* **THE PROBLEM**: Reproduce all of the items with every "tight rectangular box" changed to "snug bounding box" and everything else left unchanged. Omit the picture from your answer.

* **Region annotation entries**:

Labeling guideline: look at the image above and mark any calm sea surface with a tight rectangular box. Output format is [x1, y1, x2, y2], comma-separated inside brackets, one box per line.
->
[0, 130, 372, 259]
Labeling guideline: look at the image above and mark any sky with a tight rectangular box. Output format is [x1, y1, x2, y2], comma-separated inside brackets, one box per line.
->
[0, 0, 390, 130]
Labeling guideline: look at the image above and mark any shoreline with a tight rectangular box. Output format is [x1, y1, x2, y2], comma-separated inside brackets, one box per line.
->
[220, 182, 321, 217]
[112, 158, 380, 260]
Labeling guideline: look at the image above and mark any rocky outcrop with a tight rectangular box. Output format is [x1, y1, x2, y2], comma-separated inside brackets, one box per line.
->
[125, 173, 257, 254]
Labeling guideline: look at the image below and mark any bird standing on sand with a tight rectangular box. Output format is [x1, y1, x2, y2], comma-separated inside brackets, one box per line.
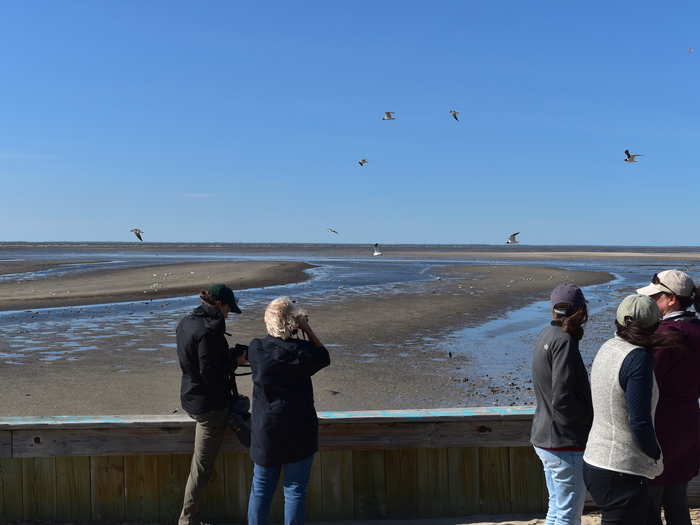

* **FULL RESPONSE**:
Labeling guideline: look at the image above and mark any calm sea surface with a snug bounding box. Output format is [x1, y1, x2, y2], comma-separated inside brackets, one box per line.
->
[0, 130, 372, 259]
Labeling guideline: look at the image above and mark any sky with a snug bounding box. Output format is [x1, y1, x2, y2], comma-separated inside brackets, one box per line.
->
[0, 0, 390, 130]
Labeling guideline: look at the image above and mark any shoreline with a snug bounding box. Output format is [x1, y1, x2, y2], comma-separated inside brackets, one box per line.
->
[220, 182, 321, 217]
[112, 158, 380, 260]
Labeling guideline: look at the image above and mark any rocky outcrop with a snug bounding box. Output format is [x1, y1, x2, y2], comma-separated inside brackets, one box per line.
->
[125, 173, 257, 254]
Labeling guideline: look at the image below and mark any bird standing on sand with a snug bounding box. Output format is [x1, y1, x2, y2], comma-separated inside brackets, one box per line.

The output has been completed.